Provided passage:
--- BEGIN ---
NVIDIA CUDA Technology

by Parm Mann on 22 October 2008, 00:00

Tags: NVIDIA (NASDAQ:NVDA)

Quick Link: HEXUS.net/qarso

Add to My Vault: x

Introduction

A graphics card is a hardware component in most PCs that enables you to play games with realistic-looking effects.

Two companies currently design and manufacture graphics cores: NVIDIA and ATI, and both companies' add-in board partners manufacture the cards themselves. NVIDIA and ATI's GPU (Graphics Processing Unit) architectures are broadly similar and both have complete cards ranging from £20 through to £350. Generally speaking, the more you spend on a card, the better the performance.

It's no surprise that both companies' products, at a similar price-point, also match up with respect to performance.

Gaming code is run through what are termed APIs (Application Programming Interface) and the two most common are DirectX and OpenGL. Writing code via these regimented protocols means that it will run on various operating systems, including, of course, Microsoft Windows.

However, recent GPU designs have sought to expand the usefulness of graphics cards beyond regular gaming. The reason for doing so lies with the massively parallel computational ability of today's mid-range GPUs, which, in turn, can lead to significantly faster processing.

Measured in GFLOPs, NVIDIA and ATI's highest-performing GPUs have the basic building blocks to execute program algorithms much quicker than a conventional processor (CPU) - up to 20x in certain cases, and the burgeoning industry that's behind efforts to use GPUs for compute-intensive tasks is known as GPGPU (General-Purpose Computations on a GPU).

But one cannot port existing applications that run on x86-class CPUs - Intel and AMD's, for example - to GPUs without using special coding techniques that harness the fantastic parallelism inherent in the fastest cards. OpenGL and DirectX are optimised for gaming and not general programming, remember.

NVIDIA's CUDA

First released in February 2007, NVIDIA engineered a set of tools that allowed application developers to write programs to run on NVIDIA's hardware. The set of tools included a compiler that uses a derivation of the 'C' programming language.
--- END ---
Data extract:
--- BEGIN ---
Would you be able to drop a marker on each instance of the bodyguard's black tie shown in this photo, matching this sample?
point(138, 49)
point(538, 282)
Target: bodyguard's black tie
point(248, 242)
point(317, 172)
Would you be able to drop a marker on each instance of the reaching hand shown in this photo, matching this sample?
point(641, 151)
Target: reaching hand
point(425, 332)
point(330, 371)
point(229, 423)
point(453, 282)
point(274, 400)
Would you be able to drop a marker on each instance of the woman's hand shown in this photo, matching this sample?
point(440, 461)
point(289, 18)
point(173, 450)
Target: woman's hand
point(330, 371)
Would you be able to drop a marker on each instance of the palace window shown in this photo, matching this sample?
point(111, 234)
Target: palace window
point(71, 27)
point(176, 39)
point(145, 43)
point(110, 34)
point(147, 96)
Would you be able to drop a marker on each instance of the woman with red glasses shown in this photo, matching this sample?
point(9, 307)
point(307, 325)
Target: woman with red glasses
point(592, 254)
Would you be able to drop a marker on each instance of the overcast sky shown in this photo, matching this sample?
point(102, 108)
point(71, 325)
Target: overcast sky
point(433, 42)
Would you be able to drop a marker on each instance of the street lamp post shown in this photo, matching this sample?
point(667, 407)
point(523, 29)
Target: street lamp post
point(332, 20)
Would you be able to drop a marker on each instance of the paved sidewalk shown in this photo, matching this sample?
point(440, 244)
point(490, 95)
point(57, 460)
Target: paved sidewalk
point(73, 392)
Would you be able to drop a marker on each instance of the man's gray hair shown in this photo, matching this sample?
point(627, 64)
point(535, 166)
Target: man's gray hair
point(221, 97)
--- END ---
Task requirements:
1. From the CUDA article, return the part that opens with the words containing "by Parm Mann" and closes with "with realistic-looking effects.".
2. Recast the paragraph of the CUDA article beginning "Two companies currently design" as a short bulleted list that keeps its main facts.
3. Extend the CUDA article with new material that follows on from its last paragraph.

Solved problems:
1.
by Parm Mann on 22 October 2008, 00:00

Tags: NVIDIA (NASDAQ:NVDA)

Quick Link: HEXUS.net/qarso

Add to My Vault: x

Introduction

A graphics card is a hardware component in most PCs that enables you to play games with realistic-looking effects.

2.
- NVIDIA and ATI are the two companies that design and manufacture graphics cores, and their add-in board partners manufacture the cards.
- The GPU architectures of the two companies are broadly similar.
- Both offer complete cards priced from £20 to £350.
- Generally, spending more on a card brings better performance.

3.
Using basic 'C' with some additions, developers can now code algorithms that gain practically unfettered access to the GPUs' immense memory bandwidth and computational power.

The tools are collectively referred to as CUDA (Complete Unified Device Architecture) and it has now been rolled into general graphics card drivers for a wide range of GPUs. The toolkit can be downloaded here.

At the time of writing, NVIDIA supported CUDA on GeForce 8, GeForce 9, GeForce GTX 200, Mobile GeForce 8/9, Quadro, Quadro Mobile, and Tesla GPUs - which encompasses most of the shipping range.

CUDA works best when the application workset is able to be run, concurrently, on the many processing cores that make up a present-generation GPU - and this is where we can see a 10x improvement over CPU-based processing.

Should the application be more serial in nature, the benefit of CUDA is diminished, but it still may be quicker to execute than on a CPU.

Practical applications

Working on Windows XP, Vista, Mac OS and Linux, CUDA-written applications have begun to surface this year.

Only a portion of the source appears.